> [What needs to be done]: Report every line in the data below that contains the string "roof", copying each such line in full. Matching is case-sensitive.

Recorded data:
===============

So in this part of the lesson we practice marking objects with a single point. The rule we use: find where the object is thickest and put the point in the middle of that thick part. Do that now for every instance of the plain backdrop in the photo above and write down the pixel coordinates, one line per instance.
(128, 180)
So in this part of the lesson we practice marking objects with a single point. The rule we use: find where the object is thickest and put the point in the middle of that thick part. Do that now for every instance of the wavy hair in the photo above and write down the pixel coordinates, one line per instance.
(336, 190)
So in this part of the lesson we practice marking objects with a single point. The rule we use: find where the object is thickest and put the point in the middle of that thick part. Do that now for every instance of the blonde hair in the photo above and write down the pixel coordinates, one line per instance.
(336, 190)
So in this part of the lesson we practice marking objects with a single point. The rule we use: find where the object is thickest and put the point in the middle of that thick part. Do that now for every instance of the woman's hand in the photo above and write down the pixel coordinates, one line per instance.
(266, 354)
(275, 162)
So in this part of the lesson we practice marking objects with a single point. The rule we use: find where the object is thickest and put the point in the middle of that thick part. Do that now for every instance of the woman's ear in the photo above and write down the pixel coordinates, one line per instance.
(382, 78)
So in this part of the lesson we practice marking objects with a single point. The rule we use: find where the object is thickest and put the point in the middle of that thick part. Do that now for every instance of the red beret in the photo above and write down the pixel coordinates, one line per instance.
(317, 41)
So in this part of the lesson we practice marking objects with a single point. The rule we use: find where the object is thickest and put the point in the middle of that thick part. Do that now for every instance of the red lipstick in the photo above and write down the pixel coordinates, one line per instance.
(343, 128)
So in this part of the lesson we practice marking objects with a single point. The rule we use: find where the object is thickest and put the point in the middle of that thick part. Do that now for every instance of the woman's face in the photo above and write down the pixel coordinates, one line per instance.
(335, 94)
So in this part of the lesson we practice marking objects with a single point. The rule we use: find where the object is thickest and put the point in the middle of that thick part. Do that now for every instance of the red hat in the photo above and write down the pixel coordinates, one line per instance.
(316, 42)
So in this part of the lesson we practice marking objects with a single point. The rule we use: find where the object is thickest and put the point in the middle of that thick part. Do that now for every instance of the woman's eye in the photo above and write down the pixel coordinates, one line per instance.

===============

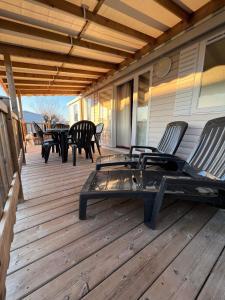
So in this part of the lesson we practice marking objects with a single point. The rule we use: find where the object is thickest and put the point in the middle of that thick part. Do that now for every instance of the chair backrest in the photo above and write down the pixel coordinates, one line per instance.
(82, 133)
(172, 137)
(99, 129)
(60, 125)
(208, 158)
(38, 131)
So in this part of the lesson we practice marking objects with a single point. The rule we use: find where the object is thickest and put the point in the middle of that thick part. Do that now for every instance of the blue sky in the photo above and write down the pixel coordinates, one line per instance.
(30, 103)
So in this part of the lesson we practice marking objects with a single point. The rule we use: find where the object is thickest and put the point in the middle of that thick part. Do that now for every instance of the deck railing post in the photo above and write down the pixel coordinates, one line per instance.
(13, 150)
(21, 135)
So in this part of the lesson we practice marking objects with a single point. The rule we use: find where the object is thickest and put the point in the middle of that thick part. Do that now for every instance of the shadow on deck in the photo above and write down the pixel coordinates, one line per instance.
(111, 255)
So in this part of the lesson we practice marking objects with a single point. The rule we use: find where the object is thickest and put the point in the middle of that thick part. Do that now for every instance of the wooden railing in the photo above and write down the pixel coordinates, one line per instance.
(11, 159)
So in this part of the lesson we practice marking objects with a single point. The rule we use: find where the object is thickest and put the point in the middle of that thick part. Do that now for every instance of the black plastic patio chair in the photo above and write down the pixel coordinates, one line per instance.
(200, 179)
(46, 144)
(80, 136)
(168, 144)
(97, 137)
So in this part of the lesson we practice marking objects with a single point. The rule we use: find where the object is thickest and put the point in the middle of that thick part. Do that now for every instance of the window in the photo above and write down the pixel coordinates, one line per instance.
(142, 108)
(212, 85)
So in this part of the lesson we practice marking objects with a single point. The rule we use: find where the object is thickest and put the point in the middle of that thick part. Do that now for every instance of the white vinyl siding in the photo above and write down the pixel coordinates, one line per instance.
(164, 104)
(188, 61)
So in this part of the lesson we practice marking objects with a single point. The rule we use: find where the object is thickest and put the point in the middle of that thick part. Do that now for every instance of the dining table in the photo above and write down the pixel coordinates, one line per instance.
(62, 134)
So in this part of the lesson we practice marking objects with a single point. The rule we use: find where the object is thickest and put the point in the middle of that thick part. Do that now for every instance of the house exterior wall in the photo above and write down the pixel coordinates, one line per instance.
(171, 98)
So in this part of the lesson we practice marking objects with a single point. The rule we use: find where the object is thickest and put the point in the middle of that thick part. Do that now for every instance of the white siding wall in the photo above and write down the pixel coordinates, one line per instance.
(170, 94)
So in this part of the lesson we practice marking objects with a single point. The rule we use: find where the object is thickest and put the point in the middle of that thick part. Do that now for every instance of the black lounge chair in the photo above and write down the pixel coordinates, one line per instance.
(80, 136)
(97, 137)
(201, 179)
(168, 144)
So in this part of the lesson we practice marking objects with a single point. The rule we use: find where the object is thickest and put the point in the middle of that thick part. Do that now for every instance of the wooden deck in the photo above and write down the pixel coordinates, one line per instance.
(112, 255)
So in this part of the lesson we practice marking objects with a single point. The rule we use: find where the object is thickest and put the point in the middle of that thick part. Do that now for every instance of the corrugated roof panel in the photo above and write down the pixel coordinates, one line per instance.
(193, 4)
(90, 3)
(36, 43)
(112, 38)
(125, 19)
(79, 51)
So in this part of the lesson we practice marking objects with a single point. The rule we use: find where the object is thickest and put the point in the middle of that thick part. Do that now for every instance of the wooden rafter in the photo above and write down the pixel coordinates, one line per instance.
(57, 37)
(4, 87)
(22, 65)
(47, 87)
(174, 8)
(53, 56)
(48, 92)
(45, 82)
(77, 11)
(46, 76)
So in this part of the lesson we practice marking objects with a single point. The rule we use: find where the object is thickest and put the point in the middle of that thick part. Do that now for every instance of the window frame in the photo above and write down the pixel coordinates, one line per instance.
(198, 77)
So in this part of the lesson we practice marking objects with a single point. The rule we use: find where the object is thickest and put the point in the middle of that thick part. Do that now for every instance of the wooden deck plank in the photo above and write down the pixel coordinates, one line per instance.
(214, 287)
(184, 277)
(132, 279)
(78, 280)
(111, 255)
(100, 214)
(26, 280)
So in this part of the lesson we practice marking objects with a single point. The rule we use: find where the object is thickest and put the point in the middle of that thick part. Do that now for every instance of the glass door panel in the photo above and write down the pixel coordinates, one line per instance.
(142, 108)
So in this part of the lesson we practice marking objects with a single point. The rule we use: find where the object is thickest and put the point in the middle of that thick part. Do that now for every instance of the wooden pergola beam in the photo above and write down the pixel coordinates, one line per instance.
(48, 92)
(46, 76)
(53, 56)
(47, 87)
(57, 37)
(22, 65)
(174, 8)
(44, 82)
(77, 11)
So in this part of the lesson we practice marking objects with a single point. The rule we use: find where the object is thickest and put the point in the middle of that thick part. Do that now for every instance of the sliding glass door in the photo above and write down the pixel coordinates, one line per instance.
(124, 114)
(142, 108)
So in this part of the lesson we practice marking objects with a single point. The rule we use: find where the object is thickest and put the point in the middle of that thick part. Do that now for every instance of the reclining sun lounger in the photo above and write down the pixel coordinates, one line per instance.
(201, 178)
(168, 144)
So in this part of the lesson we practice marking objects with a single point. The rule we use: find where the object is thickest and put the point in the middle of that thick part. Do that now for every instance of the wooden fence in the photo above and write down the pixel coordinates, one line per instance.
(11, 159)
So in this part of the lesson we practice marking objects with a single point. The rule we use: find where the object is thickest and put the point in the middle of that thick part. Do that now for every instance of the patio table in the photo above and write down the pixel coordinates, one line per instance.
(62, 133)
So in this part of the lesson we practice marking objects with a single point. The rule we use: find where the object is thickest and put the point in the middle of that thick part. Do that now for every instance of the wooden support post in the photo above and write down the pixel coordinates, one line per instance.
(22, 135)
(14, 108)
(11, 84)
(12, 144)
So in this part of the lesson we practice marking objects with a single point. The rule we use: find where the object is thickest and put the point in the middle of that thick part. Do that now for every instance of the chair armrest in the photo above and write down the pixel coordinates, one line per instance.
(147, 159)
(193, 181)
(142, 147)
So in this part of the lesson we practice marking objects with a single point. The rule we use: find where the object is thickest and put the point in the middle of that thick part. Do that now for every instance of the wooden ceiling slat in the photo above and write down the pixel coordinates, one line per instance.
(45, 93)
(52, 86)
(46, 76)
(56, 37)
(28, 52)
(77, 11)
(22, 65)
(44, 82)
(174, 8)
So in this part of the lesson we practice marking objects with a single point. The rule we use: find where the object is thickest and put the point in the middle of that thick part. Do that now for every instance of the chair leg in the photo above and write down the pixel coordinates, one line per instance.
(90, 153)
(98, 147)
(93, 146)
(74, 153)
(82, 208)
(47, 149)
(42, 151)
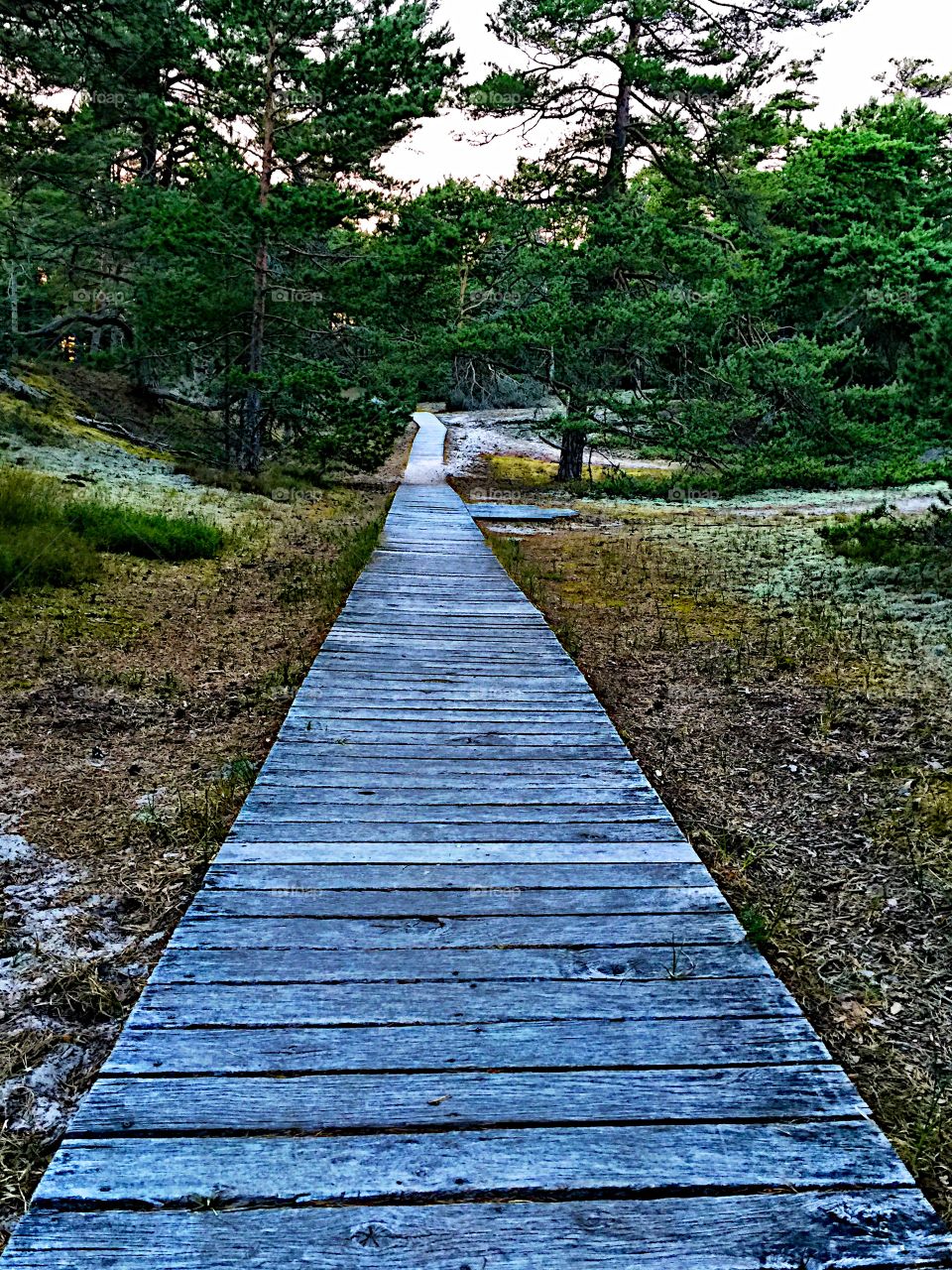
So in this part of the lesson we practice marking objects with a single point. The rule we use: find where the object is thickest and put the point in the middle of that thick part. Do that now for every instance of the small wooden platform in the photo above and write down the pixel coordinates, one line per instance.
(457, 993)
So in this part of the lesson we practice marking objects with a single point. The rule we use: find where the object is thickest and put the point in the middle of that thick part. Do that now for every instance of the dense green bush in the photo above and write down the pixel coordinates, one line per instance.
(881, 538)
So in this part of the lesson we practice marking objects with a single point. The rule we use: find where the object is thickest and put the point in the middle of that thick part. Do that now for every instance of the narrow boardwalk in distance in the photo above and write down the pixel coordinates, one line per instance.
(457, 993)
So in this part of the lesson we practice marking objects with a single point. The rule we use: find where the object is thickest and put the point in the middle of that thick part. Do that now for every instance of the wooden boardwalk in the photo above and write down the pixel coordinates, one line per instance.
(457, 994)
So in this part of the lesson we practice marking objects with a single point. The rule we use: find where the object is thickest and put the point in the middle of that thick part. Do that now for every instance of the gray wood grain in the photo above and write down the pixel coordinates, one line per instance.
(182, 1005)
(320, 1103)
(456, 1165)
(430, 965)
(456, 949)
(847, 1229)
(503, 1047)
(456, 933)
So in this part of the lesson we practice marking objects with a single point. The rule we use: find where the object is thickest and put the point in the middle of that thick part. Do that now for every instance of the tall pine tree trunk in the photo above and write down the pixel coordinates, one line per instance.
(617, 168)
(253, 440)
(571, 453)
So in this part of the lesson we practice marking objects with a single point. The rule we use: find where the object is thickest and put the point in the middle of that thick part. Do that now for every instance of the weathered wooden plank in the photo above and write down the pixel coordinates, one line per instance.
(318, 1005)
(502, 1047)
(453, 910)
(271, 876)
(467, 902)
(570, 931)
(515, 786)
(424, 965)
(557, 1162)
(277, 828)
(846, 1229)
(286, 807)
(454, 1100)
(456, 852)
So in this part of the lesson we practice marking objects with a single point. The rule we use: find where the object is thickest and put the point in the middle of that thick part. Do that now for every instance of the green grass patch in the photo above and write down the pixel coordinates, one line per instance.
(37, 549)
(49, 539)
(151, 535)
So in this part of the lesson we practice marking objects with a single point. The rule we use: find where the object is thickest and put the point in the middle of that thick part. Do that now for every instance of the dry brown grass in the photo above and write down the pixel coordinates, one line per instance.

===============

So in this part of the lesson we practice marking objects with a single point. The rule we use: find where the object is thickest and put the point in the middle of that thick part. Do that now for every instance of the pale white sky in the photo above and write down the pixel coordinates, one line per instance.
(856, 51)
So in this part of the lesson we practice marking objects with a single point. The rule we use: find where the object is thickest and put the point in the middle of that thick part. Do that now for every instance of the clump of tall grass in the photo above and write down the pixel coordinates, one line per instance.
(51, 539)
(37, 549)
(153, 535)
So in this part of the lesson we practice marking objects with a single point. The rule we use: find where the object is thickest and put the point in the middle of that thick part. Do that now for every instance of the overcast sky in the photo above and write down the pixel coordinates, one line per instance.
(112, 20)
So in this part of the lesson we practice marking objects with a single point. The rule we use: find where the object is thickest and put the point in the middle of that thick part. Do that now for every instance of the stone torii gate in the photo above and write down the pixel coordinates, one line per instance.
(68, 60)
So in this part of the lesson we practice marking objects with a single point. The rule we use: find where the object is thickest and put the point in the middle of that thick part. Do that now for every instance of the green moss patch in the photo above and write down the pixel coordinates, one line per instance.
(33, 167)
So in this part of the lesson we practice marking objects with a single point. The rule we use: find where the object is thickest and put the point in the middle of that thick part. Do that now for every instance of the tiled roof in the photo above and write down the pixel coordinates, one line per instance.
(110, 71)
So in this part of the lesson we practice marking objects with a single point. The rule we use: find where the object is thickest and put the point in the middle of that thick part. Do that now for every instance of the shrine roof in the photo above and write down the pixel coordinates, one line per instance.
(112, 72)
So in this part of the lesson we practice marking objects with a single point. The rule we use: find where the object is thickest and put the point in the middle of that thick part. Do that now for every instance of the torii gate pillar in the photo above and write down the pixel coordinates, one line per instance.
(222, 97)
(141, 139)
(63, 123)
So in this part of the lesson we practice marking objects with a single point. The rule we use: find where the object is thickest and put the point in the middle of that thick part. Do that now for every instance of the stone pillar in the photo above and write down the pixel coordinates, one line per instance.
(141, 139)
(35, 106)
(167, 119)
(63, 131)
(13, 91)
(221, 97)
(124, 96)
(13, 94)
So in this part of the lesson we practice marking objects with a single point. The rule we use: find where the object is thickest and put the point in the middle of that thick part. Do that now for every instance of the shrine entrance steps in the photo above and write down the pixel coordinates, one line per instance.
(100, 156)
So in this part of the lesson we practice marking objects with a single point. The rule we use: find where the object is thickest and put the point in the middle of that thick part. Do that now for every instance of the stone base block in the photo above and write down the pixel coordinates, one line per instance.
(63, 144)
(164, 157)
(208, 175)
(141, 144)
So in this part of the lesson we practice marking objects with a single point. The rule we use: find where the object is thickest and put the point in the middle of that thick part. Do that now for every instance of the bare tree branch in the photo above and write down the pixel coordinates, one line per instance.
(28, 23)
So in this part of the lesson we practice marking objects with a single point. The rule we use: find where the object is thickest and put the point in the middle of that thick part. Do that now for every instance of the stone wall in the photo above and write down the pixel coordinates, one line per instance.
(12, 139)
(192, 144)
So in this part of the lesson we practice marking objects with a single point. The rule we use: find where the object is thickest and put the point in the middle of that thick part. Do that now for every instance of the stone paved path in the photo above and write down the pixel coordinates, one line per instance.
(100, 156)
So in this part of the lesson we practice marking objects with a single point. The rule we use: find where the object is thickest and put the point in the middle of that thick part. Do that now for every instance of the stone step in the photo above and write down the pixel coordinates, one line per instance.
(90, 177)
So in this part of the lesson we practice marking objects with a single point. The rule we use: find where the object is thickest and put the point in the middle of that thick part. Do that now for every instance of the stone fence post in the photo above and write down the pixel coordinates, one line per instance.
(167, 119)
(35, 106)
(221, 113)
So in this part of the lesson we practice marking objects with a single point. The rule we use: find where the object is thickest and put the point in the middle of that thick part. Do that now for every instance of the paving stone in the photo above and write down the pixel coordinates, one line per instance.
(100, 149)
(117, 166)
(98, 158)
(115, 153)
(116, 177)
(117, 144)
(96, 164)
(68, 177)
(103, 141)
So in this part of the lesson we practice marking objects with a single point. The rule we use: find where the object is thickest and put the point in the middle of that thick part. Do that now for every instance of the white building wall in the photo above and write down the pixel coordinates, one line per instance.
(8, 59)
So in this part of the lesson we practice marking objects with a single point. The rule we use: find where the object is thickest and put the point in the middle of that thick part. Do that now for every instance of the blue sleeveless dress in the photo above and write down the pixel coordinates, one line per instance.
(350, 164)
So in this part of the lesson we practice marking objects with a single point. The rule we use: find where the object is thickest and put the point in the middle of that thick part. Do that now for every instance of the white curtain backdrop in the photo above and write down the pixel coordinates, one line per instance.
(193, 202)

===============

> [The response]:
So in this part of the lesson we practice marking objects with a single point. The rule we use: find where the object is thickest and put the point in the middle of that thick part. Do that now for every instance of the corrugated roof panel in the photo above and write down the pixel coordinates, one line per instance.
So in this part of the lesson we practice marking objects with a single point. The rule we use: find where the object is thickest and put the point in the middle of that thick part. Do that now for every instance of the tiled roof in the photo above and write down the pixel coordinates, one line per instance.
So in this part of the lesson we practice marking objects with a single point. The rule we use: find where the object is thickest and put the point in the middle of that thick part. Do that now for every instance of the shrine roof in the photo above and write down the pixel coordinates, one line per instance.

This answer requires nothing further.